## Data for this exercise:
· · · · ·
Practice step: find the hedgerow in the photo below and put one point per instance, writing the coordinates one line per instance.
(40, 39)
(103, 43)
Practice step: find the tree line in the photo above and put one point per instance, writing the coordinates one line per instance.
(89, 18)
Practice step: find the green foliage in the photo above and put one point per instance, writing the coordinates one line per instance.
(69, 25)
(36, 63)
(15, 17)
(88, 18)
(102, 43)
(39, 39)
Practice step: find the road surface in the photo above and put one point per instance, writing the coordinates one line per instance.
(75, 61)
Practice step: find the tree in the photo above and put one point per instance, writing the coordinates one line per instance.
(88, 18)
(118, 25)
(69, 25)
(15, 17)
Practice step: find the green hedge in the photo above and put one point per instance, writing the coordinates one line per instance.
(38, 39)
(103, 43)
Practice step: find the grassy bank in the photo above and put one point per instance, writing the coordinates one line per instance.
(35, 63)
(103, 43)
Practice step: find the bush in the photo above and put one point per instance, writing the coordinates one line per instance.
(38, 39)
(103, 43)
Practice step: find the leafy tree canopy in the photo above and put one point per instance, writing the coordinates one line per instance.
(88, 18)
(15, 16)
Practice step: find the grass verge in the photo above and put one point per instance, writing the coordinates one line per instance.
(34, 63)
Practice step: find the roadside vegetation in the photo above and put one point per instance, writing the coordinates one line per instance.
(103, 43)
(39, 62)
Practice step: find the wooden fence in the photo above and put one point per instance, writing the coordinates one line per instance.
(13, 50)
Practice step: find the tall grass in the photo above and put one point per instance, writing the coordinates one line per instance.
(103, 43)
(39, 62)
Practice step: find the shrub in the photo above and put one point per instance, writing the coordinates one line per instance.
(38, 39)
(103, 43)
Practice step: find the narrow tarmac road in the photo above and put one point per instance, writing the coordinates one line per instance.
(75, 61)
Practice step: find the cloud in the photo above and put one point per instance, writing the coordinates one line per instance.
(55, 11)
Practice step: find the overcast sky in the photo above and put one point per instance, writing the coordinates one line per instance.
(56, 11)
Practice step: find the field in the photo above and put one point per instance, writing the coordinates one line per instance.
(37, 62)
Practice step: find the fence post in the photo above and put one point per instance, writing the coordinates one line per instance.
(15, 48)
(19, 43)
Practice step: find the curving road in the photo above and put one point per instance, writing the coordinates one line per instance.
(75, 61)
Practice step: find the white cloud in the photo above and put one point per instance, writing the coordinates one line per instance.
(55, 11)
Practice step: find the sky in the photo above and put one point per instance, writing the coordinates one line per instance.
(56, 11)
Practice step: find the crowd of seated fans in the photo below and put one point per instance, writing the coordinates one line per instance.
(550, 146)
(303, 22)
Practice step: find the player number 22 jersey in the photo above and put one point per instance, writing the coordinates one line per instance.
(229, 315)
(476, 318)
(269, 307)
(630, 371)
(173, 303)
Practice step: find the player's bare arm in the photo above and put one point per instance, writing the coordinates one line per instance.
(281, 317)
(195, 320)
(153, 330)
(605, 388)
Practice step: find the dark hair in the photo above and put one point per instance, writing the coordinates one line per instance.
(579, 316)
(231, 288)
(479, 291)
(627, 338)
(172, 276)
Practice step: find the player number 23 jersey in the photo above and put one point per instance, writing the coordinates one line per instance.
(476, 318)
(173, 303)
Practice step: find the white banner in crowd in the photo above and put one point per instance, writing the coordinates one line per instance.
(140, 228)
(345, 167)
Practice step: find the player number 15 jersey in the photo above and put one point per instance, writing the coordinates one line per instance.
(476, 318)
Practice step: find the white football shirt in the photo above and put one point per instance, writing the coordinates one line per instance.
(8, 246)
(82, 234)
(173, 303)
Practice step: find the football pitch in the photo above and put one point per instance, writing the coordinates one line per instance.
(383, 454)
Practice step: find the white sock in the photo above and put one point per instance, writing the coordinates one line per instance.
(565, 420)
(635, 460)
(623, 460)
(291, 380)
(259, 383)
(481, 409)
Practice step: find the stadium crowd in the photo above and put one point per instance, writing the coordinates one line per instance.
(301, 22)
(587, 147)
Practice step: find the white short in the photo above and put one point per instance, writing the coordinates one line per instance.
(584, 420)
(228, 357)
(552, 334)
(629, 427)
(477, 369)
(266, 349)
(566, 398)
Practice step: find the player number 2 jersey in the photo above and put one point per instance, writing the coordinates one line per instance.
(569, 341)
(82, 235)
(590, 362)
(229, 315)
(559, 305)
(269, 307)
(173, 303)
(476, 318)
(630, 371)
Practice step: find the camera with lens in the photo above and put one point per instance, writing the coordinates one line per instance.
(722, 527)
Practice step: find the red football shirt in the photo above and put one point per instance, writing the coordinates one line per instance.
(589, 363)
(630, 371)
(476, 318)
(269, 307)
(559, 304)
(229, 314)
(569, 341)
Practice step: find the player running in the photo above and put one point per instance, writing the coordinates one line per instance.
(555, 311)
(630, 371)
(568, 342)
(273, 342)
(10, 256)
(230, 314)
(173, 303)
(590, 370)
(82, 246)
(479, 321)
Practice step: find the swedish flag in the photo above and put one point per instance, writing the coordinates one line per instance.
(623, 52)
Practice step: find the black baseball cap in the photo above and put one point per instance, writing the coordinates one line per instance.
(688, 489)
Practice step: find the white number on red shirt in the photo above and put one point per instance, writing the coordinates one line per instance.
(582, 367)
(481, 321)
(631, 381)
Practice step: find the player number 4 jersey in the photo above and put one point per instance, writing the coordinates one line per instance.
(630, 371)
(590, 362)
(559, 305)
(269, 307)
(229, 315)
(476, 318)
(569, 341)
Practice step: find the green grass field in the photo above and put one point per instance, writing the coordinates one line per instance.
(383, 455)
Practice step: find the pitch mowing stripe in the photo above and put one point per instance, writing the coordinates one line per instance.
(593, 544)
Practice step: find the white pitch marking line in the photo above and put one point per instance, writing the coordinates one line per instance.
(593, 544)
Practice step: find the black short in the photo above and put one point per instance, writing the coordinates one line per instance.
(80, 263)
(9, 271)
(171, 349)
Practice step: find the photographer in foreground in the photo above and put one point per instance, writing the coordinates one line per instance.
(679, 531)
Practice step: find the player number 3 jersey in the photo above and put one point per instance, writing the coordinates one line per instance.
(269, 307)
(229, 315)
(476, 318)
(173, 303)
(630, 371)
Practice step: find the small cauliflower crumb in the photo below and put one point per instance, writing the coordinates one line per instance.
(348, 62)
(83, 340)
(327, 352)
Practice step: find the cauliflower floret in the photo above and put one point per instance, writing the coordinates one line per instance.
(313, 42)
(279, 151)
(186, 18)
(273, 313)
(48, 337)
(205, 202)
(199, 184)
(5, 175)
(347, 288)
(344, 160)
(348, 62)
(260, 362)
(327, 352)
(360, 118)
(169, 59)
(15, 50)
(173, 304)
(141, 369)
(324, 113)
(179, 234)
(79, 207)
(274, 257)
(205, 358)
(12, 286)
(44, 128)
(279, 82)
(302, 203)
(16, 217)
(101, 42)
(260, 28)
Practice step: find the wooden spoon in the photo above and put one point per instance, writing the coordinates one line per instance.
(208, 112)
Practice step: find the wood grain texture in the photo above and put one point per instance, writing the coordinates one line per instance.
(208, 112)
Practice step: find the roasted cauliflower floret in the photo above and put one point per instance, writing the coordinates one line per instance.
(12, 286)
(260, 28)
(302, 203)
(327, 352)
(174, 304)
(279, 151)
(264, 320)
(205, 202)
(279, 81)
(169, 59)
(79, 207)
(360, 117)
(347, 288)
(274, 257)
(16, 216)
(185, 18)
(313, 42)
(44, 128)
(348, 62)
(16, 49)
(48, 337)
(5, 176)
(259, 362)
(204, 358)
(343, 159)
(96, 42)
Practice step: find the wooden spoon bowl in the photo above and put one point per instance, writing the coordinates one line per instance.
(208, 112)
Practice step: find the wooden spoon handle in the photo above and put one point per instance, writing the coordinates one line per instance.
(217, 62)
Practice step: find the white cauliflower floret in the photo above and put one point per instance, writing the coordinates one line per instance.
· · · · ·
## Requirements:
Return exactly the lines from the one containing "Practice step: find the wood grain" to the last line of the data, and nothing more.

## Task answer:
Practice step: find the wood grain texture in the photo above and put one point per instance, writing the coordinates one line per instance.
(208, 112)
Practice step: find the roasted cauliflower floret in the photo above and put one point per instance, writing the coordinates one line per instance.
(12, 286)
(260, 28)
(302, 203)
(327, 352)
(174, 304)
(279, 151)
(264, 320)
(205, 202)
(279, 81)
(169, 59)
(79, 207)
(360, 117)
(347, 288)
(274, 257)
(16, 216)
(185, 18)
(313, 42)
(44, 128)
(348, 62)
(16, 49)
(48, 337)
(5, 176)
(259, 362)
(204, 358)
(343, 159)
(96, 42)
Practice step: find the wooden spoon bowl in the photo above and put one point per instance, writing the coordinates one line per instance.
(208, 112)
Practice step: find the wooden spoon handle in the photo above and put one point per instance, writing the coordinates one line per instance.
(217, 62)
Practice step: find the white cauliflower floret in the photo above and put one point per instance, writing the coordinates one line per instance.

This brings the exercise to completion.